| Directions |
1/ Answer these questions about the text on fear of abandonment:
(a) How did the writer's friend first meet her partner?
(b) What do abandonment issues often stem from?
(c) After the breakup, what is the friend struggling to trust?
2/ Copy the stretch of the text on fear of abandonment from "Abandonment issues often stem" through "or left behind." word for word.
*** Passage ***
Building A Relationship When You Suffer from Fear of Abandonment
Last week I had lunch with a friend who was distraught due to a recent breakup. After being out of the dating game for many years, she finally took the plunge and went on a blind date. After a slow start, the relationship took off and she was very happy for many months.
She explained to me that once she found herself getting closer to her partner, she began to experience anxiety and fear about the relationship. She is the survivor of extensive past trauma and for a long time had trouble trusting others wouldn’t “abandon” her (her words). She told me that she spent years doing the healing work necessary in order to move on and was surprised that these feelings reared their ugly head. Without realizing it, she returned to her old modus operandi and created issues that ultimately resulted in a breakup.
Now distraught, she wonders if she will ever be able to have a healthy relationship and is struggling to trust that she won’t hurt another person in the process.
Abandonment issues often stem from past experiences of rejection, neglect, or abandonment, leading to deep-seated fears of being left or rejected. People with abandonment issues often experience a complex mix of emotions, thoughts, and physical sensations.
· They have a deep-seated fear of being abandoned, rejected, or left behind.
· They’re constantly on the lookout for signs of rejection or abandonment.
· They have difficulty trusting oneself, others, or the relationship.
· They feel unworthy of love, attention, or connection.
· They ruminate taking part in critical inner voice, self-blame, or negative self-talk.
*** End of Passage ***
*** Data extract ***
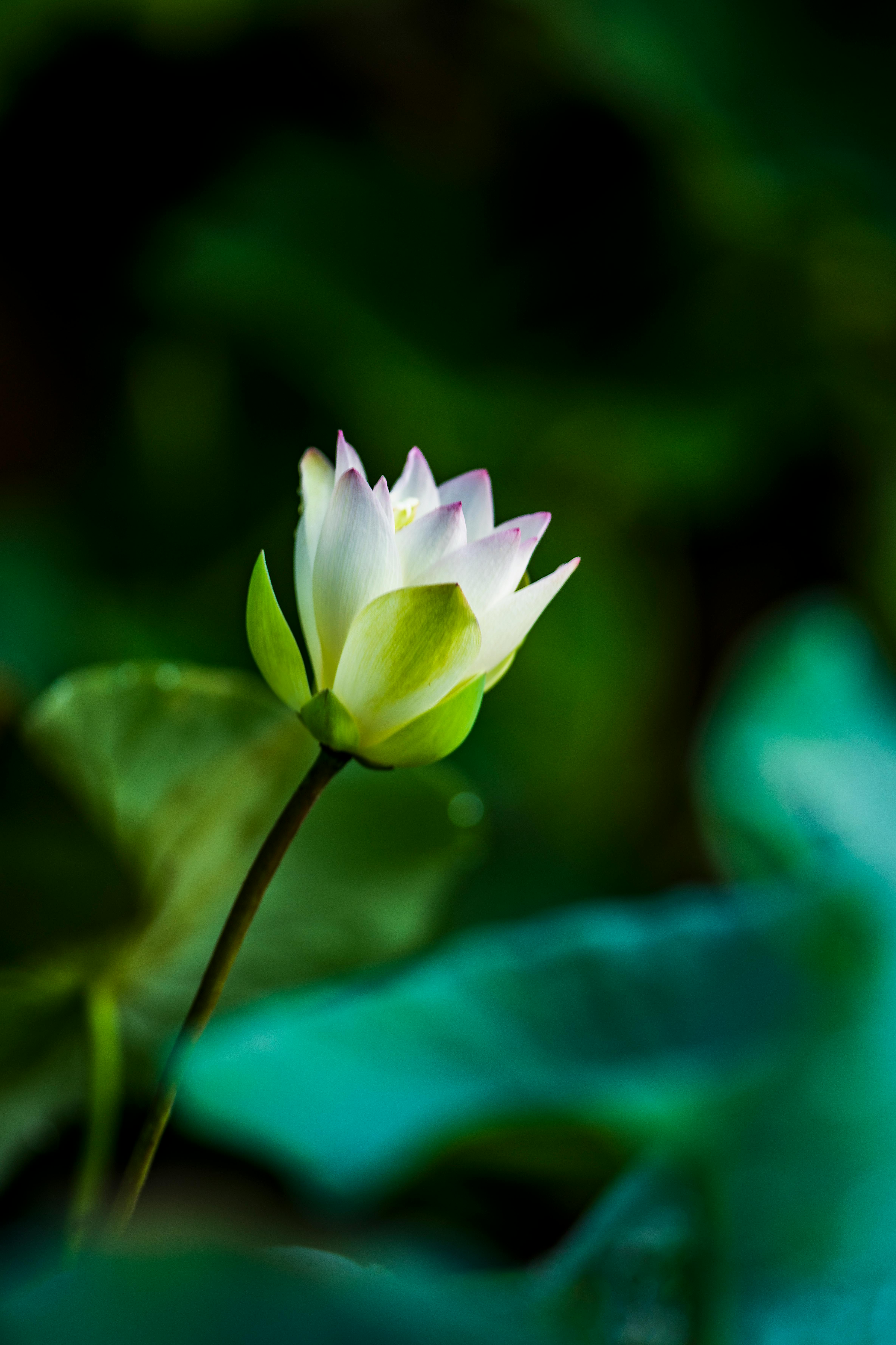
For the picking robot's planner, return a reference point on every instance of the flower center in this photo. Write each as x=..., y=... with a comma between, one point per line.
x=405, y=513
*** End of Data extract ***
| Answers to each task |
1/
(a) On a blind date.
(b) Past experiences of rejection, neglect, or abandonment.
(c) That she won't hurt another person in the process.

2/
Abandonment issues often stem from past experiences of rejection, neglect, or abandonment, leading to deep-seated fears of being left or rejected. People with abandonment issues often experience a complex mix of emotions, thoughts, and physical sensations.
· They have a deep-seated fear of being abandoned, rejected, or left behind.